Could you return only the lines that run from the line with "Where can you spot the ornamental" through the final line of the data, exactly as they stand?
[[ THE DATA open ]]
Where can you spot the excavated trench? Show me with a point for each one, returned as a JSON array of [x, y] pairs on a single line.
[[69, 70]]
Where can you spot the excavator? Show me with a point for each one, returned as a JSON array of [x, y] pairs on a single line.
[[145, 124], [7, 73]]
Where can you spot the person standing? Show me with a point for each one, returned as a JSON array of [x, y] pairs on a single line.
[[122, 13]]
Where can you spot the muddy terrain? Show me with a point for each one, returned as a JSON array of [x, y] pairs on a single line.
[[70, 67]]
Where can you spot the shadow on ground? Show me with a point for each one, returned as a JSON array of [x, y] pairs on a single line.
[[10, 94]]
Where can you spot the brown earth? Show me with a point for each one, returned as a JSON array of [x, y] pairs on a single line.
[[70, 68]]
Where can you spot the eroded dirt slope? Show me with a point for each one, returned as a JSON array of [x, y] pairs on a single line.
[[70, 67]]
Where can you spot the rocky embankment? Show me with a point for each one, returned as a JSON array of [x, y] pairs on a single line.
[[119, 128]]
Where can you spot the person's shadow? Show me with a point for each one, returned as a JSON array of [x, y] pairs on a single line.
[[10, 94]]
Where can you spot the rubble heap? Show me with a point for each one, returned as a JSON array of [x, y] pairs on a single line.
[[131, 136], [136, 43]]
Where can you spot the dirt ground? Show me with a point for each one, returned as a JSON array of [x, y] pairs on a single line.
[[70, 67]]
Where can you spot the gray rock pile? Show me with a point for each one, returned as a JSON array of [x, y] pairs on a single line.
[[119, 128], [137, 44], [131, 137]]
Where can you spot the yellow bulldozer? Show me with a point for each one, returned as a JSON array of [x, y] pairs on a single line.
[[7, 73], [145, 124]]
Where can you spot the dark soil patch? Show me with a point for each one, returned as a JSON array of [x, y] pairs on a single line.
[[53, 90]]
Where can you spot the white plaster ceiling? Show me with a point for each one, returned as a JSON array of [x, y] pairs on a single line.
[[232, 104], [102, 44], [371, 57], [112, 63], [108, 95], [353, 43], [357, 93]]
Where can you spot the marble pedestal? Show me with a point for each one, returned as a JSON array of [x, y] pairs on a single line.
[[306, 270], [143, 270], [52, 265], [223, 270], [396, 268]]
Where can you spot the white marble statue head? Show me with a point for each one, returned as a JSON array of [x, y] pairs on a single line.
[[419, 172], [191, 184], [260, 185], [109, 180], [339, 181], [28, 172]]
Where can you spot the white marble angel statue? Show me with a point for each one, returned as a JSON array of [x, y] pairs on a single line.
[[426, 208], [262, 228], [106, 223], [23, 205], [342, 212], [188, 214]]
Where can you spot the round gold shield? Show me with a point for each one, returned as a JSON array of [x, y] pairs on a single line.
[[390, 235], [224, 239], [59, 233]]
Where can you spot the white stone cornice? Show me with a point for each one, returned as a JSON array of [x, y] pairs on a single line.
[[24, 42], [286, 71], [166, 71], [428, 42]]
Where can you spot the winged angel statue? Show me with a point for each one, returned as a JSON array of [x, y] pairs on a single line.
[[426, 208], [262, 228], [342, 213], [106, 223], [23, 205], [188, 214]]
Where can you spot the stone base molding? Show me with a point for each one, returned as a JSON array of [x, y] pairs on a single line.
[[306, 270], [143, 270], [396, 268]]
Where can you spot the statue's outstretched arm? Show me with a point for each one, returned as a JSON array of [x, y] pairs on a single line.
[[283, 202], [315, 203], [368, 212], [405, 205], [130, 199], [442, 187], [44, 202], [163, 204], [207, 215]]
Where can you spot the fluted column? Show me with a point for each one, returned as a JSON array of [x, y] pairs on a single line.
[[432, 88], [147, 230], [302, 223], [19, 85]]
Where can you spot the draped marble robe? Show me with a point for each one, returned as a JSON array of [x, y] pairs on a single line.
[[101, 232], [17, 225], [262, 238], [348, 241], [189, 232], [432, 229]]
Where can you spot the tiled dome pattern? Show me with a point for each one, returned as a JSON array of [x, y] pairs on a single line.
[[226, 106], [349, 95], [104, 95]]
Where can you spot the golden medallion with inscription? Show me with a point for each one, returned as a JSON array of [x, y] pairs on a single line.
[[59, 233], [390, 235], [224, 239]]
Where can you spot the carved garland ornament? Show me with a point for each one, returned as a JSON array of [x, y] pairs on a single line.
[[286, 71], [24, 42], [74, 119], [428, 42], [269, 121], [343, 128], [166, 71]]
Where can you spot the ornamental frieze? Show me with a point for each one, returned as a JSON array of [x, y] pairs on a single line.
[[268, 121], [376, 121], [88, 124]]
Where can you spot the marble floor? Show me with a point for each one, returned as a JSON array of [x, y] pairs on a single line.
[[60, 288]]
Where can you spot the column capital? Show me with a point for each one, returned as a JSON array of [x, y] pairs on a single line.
[[ THE DATA closed ]]
▶ [REPLY]
Where can you spot the ornamental frieze? Show me with a point for each one, returned as a JSON array of [x, y] pairs on a single line.
[[268, 121], [376, 121], [88, 124]]
Where can you spot the marble floor? Show me with a point for each one, returned as a JSON array of [x, y] pairs on a single line.
[[60, 288]]
Where can you spot the column capital? Show me with a point for each one, returned as a JSON array of [x, y] pairs on a single line.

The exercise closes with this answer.